**EXERCISES:**
- 1) According to the text on U.S. oil shale history, what is the Fischer Assay Test Apparatus used to determine?
- 2) The text on U.S. oil shale history names causes for oil shortages both beginning and ending. List every such cause.
- 3) Continue the text on U.S. oil shale history from its final sentence.

**EXCERPT TO READ:**
-- Opening Marker --
U.S. Oil Shale History

Over the past 100 years there have been projects designed and built that have demonstrated different retorting technologies to produce liquid oil and natural gas from our domestic oil shale rocks.

Many of these were demonstrated successfully and could be employed in large, commercial operations, when it becomes economical to do so.

Photo: Oil shale, Colorado
Fischer Assay Test Apparatus – Used to determine oil and water quantity of shale deposits.

While conventional oil remains plentiful and inexpensive, oil shale will remain on the sidelines waiting for the price of oil to increase, making it economical to develop. Or, alternatively, the government someday recognizes the need to develop oil shale for national and economic security reasons and designs a program to encourage industry to construct oil shale plants.

Sometimes these occurred due to our known oil fields being depleted and sometimes it was because of international tensions that reduced our access to imported oil.  During these times of oil supply disruptions, the nation has looked at its domestic oil shale resources as the answer and the government initiated huge programs to get oil shale commercially developed. But then the oil shortage problems would disappear, either because new deposits of conventional oil were discovered, or the trade disputes were resolved, and imports could be resumed. When this happened interest in developing oil shale would dissipate until the next time an oil shortage occurred; this has resulted in “boom-and-bust cycles” that have caused some communities to distrust anything related to oil shale. There are historical accounts that record the U.S. oil shale activities over the past 100 years.
-- Closing Marker --
**ENTRIES SUPPLIED:**
-- Opening Marker --
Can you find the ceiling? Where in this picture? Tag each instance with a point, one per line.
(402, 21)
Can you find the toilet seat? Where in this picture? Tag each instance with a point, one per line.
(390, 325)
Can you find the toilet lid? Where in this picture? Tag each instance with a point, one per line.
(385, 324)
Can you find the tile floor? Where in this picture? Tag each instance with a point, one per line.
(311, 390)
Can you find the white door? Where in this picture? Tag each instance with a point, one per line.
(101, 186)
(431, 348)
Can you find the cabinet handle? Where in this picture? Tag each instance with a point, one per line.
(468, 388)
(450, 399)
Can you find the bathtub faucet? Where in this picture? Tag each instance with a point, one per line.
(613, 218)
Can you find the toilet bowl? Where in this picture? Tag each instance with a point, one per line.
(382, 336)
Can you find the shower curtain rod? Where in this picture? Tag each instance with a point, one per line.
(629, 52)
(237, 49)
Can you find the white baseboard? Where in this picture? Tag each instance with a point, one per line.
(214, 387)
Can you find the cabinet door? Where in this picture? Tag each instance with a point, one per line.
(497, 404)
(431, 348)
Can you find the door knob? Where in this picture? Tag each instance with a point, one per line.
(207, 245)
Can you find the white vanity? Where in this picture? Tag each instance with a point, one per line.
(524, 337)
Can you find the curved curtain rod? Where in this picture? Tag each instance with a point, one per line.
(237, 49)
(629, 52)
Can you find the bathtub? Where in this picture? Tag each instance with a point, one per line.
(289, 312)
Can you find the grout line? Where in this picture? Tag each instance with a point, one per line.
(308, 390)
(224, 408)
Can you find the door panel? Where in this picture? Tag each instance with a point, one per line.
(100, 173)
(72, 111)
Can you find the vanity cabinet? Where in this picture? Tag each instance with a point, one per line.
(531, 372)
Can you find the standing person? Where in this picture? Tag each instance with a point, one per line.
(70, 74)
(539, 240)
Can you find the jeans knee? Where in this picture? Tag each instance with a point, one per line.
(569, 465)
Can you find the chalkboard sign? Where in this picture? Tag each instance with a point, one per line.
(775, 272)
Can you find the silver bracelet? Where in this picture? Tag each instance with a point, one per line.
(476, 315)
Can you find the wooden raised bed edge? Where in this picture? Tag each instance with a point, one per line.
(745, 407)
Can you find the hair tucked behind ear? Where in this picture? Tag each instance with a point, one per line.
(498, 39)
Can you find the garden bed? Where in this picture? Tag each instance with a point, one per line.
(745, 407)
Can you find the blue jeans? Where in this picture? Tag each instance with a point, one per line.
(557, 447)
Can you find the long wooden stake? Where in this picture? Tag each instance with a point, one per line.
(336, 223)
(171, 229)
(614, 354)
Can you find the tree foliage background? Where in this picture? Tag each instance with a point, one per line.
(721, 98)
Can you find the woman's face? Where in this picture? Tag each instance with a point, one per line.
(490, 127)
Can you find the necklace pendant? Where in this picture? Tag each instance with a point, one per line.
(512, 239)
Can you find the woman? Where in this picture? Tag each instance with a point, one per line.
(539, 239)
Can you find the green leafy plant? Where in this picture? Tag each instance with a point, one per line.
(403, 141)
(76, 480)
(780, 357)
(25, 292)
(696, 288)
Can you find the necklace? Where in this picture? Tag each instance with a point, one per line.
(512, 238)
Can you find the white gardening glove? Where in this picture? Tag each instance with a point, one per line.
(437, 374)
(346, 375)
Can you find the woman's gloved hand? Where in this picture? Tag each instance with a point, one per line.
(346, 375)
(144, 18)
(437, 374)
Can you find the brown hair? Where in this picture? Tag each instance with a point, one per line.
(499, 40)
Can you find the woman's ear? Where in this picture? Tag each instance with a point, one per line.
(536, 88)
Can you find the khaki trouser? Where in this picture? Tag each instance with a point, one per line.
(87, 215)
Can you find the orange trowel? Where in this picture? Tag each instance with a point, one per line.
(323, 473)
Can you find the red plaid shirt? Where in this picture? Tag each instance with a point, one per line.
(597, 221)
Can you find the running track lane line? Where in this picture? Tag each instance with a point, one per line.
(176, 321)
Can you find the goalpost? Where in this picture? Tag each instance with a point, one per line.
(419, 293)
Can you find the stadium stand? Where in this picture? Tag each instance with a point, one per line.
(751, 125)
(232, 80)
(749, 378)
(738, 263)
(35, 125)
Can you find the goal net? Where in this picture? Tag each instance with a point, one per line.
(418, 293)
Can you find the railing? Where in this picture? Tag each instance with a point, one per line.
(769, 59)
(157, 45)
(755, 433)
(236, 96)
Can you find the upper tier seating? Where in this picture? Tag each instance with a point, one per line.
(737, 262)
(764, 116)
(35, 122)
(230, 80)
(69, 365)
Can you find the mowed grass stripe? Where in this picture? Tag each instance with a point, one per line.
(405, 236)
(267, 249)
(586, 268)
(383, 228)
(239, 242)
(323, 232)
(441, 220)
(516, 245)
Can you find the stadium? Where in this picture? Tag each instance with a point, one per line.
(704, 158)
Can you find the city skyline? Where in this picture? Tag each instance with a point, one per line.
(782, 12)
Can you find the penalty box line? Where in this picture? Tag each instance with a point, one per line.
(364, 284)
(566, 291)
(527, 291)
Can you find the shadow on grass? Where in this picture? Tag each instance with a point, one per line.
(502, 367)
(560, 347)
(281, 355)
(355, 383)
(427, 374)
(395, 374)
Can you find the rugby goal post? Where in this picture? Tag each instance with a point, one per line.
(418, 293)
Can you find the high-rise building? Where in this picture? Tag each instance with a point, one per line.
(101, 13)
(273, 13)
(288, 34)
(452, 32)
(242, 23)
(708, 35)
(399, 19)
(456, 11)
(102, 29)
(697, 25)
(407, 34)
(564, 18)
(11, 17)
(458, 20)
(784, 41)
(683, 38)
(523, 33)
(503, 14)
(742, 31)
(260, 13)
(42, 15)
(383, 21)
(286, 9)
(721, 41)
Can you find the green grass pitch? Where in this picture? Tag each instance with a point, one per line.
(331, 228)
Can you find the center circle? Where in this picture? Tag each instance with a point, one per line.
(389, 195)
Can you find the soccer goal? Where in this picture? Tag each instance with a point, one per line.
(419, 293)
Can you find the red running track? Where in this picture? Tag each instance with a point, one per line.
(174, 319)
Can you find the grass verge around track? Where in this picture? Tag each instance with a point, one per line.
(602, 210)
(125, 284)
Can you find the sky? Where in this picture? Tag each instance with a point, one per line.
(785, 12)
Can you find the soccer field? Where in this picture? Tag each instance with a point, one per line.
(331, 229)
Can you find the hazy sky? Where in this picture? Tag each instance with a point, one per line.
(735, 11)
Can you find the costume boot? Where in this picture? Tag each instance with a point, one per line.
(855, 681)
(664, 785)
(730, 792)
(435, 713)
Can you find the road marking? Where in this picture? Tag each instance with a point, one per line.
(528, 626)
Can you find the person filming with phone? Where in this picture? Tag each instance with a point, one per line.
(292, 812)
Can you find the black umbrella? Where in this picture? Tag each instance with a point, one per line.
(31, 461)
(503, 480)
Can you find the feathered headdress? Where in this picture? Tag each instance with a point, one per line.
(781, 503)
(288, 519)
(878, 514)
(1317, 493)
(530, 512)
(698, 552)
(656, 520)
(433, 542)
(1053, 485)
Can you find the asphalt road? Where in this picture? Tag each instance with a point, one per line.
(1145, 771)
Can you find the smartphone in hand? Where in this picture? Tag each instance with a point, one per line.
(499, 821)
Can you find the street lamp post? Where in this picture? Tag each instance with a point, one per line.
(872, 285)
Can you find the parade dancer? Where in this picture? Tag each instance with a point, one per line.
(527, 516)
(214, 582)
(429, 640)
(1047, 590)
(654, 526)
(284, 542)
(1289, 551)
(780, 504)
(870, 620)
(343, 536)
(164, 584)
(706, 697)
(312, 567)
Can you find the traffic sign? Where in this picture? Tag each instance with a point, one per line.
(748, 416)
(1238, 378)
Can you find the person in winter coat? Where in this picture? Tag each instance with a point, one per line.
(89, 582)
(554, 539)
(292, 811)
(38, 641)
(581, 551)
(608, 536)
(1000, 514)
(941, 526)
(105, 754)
-- Closing Marker --
**RESULTS OF THE TASKS:**
- 1) It is used to determine the oil and water quantity of shale deposits.

- 2)
- Known oil fields being depleted
- International tensions that reduced access to imported oil
- Discovery of new deposits of conventional oil
- Resolution of trade disputes, allowing imports to resume

- 3)
NOSA’s mission is to continue emphasizing the significance of this large domestic oil shale resource that should be developed in the future to fuel the nation’s economy and strengthen our national defense. Now, while we have abundant conventional oil, the nation should prudently continue working on long-term plans to develop oil shale. Demonstration plants should be built and operated to answer technical and environmental questions and show the world that the U.S. can process oil shale economically to supply its domestic needs when required. By doing this, the U.S. can lessen the threats from our foreign adversaries that might want to cut off oil supplies to the U.S. or raise oil prices as a political ploy.